====== EXCERPTED DATA ======

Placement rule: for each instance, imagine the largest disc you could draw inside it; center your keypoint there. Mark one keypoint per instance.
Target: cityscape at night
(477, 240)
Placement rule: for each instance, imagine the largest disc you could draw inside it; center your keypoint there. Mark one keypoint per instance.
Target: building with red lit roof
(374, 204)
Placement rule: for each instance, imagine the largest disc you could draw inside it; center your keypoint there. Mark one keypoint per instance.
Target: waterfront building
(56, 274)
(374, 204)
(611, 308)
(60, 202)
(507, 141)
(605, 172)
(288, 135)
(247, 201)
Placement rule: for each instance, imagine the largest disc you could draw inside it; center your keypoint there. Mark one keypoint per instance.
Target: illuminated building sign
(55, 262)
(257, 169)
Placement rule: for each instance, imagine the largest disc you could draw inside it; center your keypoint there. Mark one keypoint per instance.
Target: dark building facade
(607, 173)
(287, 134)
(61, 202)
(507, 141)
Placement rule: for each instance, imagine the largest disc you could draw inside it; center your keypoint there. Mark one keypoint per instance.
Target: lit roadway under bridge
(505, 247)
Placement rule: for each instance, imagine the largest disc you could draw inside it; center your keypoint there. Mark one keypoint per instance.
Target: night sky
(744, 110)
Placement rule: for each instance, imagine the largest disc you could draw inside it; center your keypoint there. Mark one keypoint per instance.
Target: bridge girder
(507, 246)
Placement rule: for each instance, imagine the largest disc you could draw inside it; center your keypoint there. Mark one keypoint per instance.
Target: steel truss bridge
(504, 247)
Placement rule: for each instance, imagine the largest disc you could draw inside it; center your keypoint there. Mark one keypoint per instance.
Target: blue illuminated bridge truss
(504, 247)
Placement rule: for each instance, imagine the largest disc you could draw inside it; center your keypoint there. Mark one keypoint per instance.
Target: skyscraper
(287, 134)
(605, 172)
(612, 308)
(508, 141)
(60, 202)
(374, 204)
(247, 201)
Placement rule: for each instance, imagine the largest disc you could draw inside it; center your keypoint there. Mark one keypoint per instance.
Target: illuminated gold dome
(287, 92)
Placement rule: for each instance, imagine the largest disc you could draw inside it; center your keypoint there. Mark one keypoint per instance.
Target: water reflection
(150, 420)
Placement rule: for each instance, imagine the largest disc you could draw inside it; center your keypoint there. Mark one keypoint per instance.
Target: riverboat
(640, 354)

======

● TASK: Would you write down every record again, exactly?

● COMPLETED EXERCISE:
Placement rule: for each instance, imagine the largest disc you could draw inside it; center your keypoint there. Mark one keypoint per instance.
Target: cityscape at night
(477, 240)
Placement rule: for each instance, imagine the largest disc you could draw inside it; center your keypoint there. Mark one keypoint per instance.
Target: building with red lit roof
(374, 204)
Placement rule: for each instance, imagine the largest disc you could draw inside it; center your keypoint there. Mark one keypoint per instance.
Target: waterfront building
(56, 274)
(374, 204)
(611, 308)
(60, 202)
(507, 141)
(605, 172)
(288, 135)
(247, 201)
Placement rule: for each instance, imagine the largest disc you could draw inside it; center your keypoint there. Mark one keypoint per instance.
Target: illuminated building sign
(55, 262)
(257, 169)
Placement rule: for each instance, imagine the largest disc you could draw inside it; center your keypoint there. Mark one keypoint per instance.
Target: dark building facade
(607, 173)
(287, 134)
(61, 202)
(507, 141)
Placement rule: for each instance, imagine the largest disc you could draw inside it; center your keypoint there. Mark one keypoint per instance.
Target: lit roadway under bridge
(505, 247)
Placement rule: for each instance, imagine the largest disc you could draw inside it; center your keypoint there. Mark one keypoint per instance.
Target: night sky
(744, 110)
Placement rule: for each instance, imagine the largest disc you could draw inside it; center your keypoint there. Mark one keypoint per instance.
Target: bridge girder
(507, 246)
Placement rule: for each instance, imagine the largest disc you could draw inside it; center your keypoint there. Mark one keypoint per instance.
Target: steel truss bridge
(504, 247)
Placement rule: for each instance, imagine the largest disc you could draw inside it; center your keypoint there. Mark one keypoint per instance.
Target: blue illuminated bridge truss
(504, 247)
Placement rule: for each instance, imagine the largest disc you could draw inside it; center your keypoint there. Mark one keypoint per instance.
Target: skyscraper
(287, 134)
(605, 172)
(612, 308)
(508, 141)
(60, 202)
(374, 204)
(247, 201)
Placement rule: for each instance, imagine the largest disc you could draw inside it; center your keypoint there. Mark one keypoint per instance.
Target: illuminated gold dome
(287, 92)
Placement rule: for each instance, imagine the largest disc you could draw inside it; center your keypoint there. Mark one keypoint per instance.
Target: water reflection
(150, 420)
Placement rule: for each instance, imagine the largest disc you could draw inside it; center your keypoint there. Mark one keypoint per instance.
Target: riverboat
(640, 354)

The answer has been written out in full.